TASK TO COMPLETE> Lay out, as a numbered list with blank lines omitted, the part of the records that opens with the line containing "of the speckled" and runs through the end of the records.
— Begin GIVEN ENTRIES —
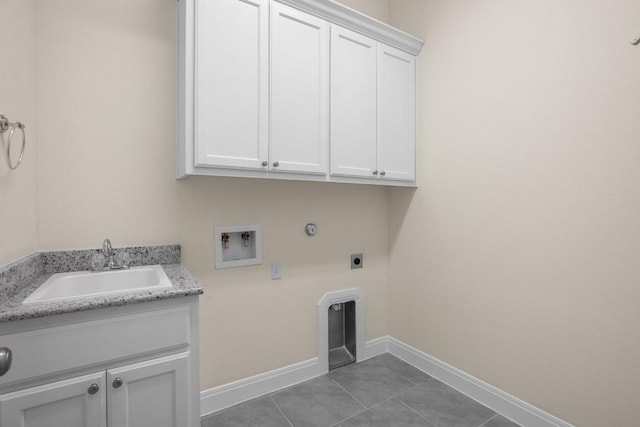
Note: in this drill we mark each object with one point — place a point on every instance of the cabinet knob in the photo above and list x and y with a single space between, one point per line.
5 360
93 388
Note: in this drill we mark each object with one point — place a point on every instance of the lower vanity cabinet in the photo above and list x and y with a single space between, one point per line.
76 402
149 393
130 366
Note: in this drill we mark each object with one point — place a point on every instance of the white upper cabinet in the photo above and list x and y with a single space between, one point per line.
231 83
372 108
294 89
299 120
353 103
396 114
75 402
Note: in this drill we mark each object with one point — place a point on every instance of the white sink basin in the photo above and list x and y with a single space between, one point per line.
65 286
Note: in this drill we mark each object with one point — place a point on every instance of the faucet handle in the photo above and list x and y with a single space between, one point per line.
123 259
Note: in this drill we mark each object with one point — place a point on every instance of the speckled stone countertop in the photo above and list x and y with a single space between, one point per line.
19 279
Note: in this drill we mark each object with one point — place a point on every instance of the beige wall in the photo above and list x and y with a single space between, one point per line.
518 258
106 71
18 103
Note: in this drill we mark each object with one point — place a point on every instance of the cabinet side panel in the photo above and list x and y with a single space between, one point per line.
353 104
— End GIVEN ENTRIES —
FINISHED ANSWER>
1. Note: in this drill we mark each object with one point — place a point on every instance of the speckled stone countertop in the photo above and list x and y with a single space between, one point per line.
2. 19 279
3. Note: in this drill we mark each object with one point — place a point on every instance of the beige wall in the photo above and list x and y with a single space between, one point per line.
4. 518 258
5. 106 71
6. 18 103
7. Note: in this drill we mark each object with one point — place a point on every instance of the cabinet side panel in the photo above and list x and y with a single space between, one point per line.
8. 353 104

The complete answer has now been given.